**Task goal**: Retype, exactly and with nothing added, the lines from the one showing "Could you please point to the stool" through the final line of the material. Omit pictures.

───── Exercise material

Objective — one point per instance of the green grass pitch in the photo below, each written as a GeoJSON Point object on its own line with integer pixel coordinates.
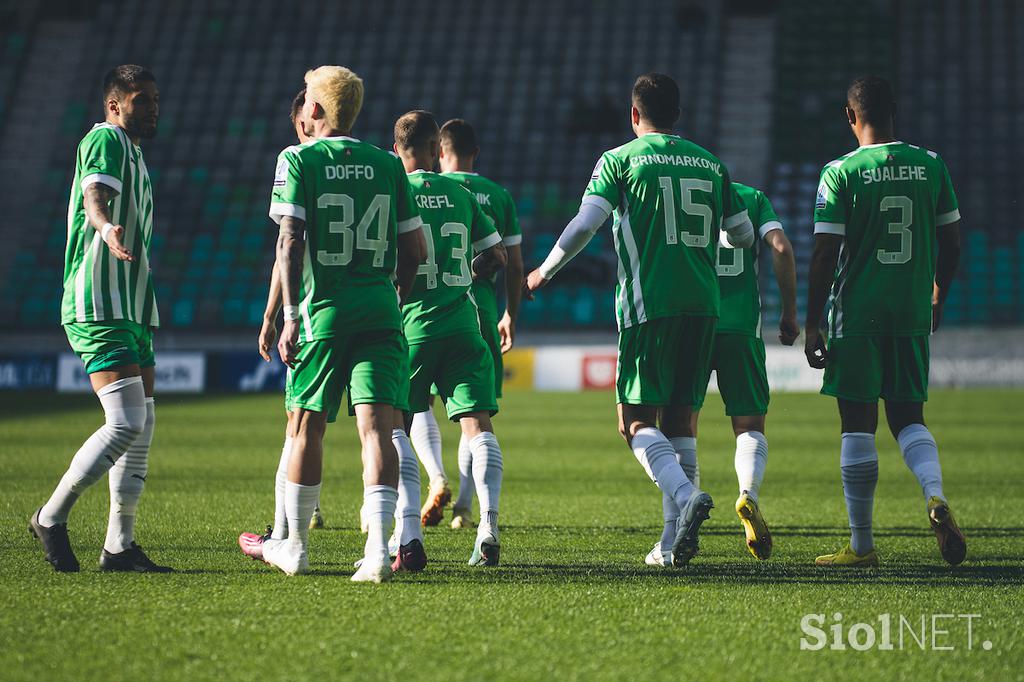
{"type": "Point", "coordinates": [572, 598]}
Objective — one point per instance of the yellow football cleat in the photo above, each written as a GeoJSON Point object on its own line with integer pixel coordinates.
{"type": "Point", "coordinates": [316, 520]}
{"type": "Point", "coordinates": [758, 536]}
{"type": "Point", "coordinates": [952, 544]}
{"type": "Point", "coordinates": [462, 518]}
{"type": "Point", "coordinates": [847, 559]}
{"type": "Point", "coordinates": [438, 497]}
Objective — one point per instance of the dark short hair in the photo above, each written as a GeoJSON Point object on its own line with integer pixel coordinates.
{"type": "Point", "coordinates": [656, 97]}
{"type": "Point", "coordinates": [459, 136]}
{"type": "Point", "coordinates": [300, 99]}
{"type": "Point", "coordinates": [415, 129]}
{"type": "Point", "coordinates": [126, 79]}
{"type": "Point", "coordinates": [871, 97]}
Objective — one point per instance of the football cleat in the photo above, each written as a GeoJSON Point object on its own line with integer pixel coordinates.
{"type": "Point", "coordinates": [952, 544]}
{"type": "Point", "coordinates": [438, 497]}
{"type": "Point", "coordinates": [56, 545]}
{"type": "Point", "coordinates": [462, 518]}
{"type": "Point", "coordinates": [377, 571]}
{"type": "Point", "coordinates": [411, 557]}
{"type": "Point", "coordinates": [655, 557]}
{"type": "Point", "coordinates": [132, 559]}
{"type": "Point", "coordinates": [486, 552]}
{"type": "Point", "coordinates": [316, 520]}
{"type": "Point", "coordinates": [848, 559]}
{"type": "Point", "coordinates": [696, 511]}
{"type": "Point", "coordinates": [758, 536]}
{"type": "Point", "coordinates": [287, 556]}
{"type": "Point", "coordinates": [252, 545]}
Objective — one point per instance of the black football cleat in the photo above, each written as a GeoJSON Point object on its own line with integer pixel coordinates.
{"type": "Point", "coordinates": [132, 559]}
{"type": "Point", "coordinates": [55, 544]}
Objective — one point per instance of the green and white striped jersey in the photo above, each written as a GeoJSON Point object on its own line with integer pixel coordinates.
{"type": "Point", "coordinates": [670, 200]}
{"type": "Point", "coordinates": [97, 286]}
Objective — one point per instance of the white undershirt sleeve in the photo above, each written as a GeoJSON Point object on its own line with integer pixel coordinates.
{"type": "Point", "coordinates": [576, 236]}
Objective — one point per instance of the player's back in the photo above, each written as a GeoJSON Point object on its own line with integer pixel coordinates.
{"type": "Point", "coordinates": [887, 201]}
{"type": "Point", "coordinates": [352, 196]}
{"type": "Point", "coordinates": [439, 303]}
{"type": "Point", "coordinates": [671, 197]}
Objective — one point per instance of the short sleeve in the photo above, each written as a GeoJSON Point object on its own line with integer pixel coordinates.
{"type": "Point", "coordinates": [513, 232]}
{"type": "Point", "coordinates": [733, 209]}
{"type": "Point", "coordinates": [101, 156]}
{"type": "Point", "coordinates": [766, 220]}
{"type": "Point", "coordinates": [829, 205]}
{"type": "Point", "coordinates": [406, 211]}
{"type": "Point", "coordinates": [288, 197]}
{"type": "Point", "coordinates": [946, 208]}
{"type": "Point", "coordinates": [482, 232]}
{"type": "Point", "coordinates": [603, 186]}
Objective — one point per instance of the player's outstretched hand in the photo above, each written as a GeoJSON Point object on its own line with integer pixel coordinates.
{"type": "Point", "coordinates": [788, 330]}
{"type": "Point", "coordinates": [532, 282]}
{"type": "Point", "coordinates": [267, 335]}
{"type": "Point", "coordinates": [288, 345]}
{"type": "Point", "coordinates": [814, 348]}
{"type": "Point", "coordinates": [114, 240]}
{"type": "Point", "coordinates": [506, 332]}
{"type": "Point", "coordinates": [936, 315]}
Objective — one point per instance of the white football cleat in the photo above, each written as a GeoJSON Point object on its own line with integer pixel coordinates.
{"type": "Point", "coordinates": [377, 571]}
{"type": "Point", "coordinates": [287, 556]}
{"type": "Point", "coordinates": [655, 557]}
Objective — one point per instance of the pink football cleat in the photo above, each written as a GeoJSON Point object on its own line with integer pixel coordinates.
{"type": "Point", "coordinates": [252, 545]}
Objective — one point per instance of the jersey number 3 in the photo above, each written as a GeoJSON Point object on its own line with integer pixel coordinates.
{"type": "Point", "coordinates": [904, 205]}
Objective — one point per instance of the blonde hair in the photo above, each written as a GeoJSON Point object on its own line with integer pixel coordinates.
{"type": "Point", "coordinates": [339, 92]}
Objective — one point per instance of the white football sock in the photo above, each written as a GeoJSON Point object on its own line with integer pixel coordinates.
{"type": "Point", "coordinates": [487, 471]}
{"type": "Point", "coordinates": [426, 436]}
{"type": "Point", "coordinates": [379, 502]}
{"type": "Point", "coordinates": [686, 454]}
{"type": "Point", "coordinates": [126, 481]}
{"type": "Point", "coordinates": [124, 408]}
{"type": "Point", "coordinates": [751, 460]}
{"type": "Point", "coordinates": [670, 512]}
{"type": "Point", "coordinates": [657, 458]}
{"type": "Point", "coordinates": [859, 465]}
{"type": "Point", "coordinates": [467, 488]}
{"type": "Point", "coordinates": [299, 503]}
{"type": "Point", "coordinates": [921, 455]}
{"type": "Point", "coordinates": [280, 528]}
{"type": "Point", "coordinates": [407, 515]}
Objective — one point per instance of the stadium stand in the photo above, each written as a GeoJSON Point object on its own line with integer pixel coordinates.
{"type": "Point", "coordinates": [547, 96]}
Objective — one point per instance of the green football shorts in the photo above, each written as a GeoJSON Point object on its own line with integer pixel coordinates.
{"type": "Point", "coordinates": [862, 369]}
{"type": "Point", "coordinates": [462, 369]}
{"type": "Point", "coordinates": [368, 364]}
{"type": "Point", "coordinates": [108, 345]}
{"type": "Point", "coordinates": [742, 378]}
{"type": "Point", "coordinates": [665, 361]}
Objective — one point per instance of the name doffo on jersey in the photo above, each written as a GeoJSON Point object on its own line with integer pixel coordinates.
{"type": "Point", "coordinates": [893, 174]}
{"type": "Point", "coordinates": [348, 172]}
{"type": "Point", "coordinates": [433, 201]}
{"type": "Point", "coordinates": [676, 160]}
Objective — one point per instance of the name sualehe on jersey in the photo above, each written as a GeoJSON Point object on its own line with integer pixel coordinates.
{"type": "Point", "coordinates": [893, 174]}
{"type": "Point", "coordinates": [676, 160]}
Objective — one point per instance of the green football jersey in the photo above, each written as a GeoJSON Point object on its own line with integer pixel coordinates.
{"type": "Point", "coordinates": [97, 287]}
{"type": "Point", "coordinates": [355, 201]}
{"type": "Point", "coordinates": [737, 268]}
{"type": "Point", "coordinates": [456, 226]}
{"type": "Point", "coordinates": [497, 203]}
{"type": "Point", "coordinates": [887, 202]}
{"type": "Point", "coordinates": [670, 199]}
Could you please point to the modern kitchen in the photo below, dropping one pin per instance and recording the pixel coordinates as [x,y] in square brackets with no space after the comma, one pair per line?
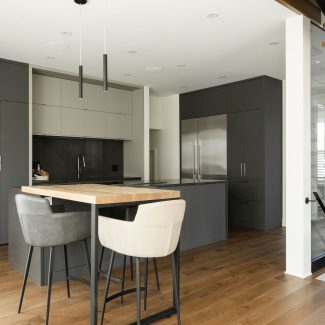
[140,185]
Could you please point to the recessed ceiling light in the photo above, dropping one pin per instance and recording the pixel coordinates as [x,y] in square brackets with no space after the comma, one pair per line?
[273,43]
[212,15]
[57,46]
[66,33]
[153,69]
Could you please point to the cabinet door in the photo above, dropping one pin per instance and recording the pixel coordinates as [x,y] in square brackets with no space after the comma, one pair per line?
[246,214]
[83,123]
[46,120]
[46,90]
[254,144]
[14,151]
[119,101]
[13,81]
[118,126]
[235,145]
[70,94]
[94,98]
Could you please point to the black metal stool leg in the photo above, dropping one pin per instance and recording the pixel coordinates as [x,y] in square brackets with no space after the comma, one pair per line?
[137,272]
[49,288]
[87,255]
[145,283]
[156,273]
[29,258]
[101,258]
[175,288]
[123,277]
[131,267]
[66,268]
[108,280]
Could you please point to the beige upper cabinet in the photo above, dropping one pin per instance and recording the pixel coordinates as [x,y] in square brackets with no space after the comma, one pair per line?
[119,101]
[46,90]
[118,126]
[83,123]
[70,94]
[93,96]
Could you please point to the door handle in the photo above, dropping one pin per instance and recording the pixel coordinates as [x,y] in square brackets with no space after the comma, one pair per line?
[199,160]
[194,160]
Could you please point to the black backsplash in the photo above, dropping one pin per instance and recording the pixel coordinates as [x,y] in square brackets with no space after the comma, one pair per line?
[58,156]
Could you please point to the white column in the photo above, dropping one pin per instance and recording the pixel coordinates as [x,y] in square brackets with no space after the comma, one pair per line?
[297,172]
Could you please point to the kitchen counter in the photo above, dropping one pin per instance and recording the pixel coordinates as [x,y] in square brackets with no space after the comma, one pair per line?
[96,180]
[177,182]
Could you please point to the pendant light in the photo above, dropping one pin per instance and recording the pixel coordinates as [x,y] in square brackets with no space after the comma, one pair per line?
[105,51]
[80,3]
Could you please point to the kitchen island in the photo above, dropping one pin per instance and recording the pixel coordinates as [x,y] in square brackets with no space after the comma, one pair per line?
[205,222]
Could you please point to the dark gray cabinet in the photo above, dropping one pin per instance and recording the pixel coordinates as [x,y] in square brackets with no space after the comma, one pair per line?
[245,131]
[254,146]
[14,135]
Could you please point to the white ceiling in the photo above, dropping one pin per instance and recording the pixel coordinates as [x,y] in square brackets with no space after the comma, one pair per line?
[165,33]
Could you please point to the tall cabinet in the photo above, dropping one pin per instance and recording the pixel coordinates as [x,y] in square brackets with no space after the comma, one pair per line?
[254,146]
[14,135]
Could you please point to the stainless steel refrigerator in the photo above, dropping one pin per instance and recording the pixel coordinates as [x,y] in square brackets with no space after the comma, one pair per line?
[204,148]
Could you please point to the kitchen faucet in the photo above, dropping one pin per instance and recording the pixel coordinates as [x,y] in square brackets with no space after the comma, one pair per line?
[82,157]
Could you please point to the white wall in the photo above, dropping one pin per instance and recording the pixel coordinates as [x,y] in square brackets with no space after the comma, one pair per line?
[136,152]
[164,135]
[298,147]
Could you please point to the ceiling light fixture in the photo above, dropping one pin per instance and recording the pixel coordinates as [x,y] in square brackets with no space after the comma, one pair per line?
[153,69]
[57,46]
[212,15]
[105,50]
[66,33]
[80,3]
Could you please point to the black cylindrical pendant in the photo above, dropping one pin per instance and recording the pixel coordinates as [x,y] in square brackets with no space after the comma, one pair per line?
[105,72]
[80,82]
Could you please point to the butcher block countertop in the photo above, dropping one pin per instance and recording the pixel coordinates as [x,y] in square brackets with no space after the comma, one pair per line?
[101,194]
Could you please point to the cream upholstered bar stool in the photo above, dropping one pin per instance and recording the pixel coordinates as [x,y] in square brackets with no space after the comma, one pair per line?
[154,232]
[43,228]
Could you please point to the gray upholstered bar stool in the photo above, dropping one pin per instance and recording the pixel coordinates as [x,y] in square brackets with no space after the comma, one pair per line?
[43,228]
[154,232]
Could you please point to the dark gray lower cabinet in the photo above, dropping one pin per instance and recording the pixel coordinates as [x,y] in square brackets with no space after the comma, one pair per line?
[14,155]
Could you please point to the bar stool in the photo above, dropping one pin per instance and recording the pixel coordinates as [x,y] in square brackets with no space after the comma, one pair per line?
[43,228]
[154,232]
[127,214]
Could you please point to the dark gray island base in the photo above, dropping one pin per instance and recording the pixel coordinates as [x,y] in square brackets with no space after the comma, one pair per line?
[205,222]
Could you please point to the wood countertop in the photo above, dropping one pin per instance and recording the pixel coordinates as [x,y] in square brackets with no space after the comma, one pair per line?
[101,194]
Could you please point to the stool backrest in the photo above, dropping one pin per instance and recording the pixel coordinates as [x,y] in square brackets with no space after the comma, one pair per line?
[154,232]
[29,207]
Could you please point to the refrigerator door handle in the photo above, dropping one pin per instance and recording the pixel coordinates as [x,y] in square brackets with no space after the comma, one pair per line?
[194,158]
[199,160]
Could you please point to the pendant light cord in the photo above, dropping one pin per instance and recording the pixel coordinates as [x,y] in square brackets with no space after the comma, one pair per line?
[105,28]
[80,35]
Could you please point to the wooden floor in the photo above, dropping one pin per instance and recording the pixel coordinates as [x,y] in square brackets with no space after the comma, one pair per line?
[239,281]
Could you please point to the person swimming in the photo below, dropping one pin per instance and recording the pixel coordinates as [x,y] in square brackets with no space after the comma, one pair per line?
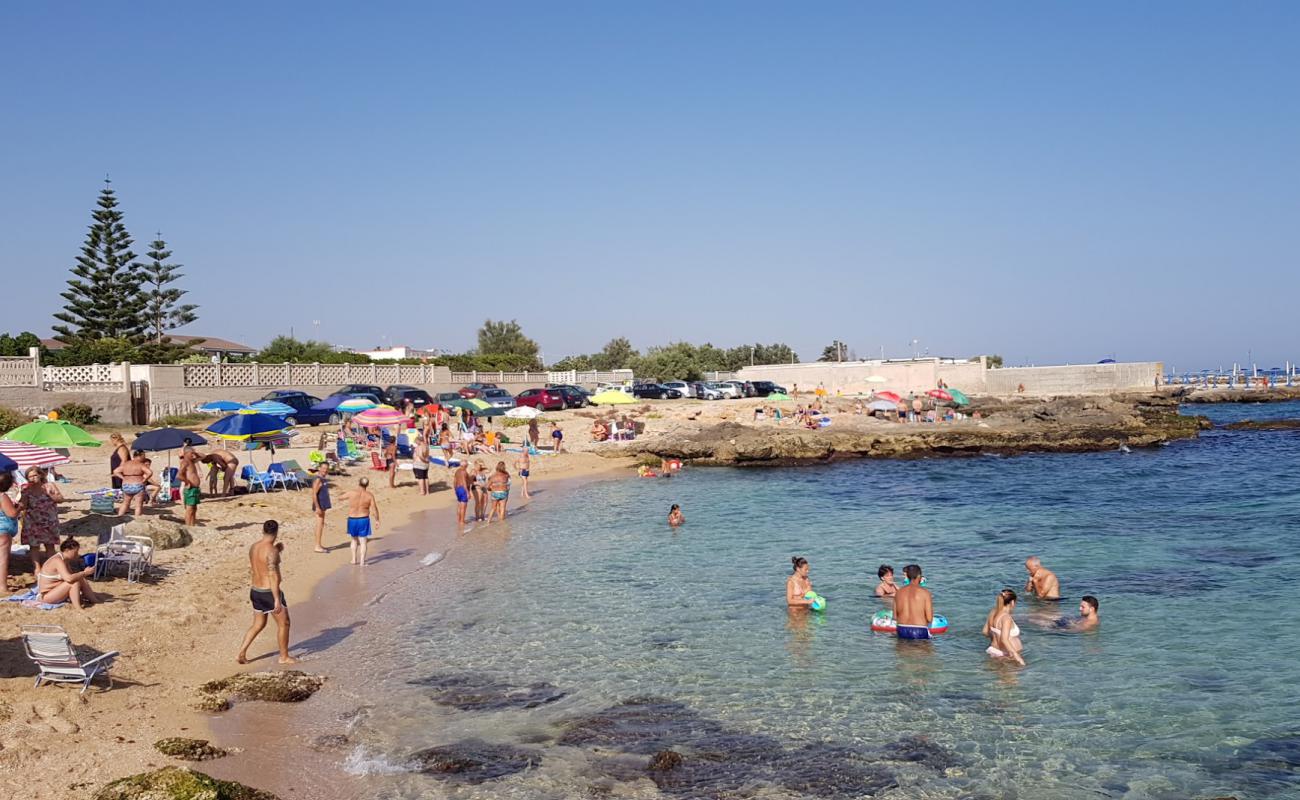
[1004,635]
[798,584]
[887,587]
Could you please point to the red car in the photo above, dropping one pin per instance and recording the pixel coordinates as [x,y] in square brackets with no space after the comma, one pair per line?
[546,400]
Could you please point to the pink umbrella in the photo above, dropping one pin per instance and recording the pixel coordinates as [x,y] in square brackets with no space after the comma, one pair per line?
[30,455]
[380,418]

──────────

**Output for this exercise**:
Could you please point to the stool backrest in the photo above, dropping one pin per instance and recording the pixel coordinates as [x,y] in square brackets with no space after the comma, one pair per line?
[154,232]
[29,207]
Could you please point to the refrigerator door handle in the photo above, dropping one pin per instance and recording the pixel coordinates as [x,y] in square brackets with no space after the comma, one pair per line?
[194,158]
[199,160]
Could you please point to the pendant light cord in the photo above, dropping one pin per instance and recording the pixel coordinates as [x,y] in square brackets with no space after the comma, one pair per line?
[105,28]
[80,35]
Could you please point to the wooden floor in the photo above, dropping one pin per instance and recording the pixel coordinates as [x,y] in square brackets with no space after the comma, one pair per line?
[239,281]
Could you please point to the person swimming in the photo below, dropping one pin per instance and recording the pixel coordinates as [x,y] in square brackets with no space after the comma, one pair per line?
[1004,635]
[798,584]
[887,587]
Could you please point to the red car in the photo above, dropping one pin per instance and recording the pixel coordinates as [x,y] in square brackets with no space after the comma, one pair per line?
[546,400]
Could you please point to the pink umbrella in the photo above, dropping one pin per instance and recording the pixel coordinates as [x,y] in square brackets with no space after the comma, one pair per line?
[30,455]
[380,418]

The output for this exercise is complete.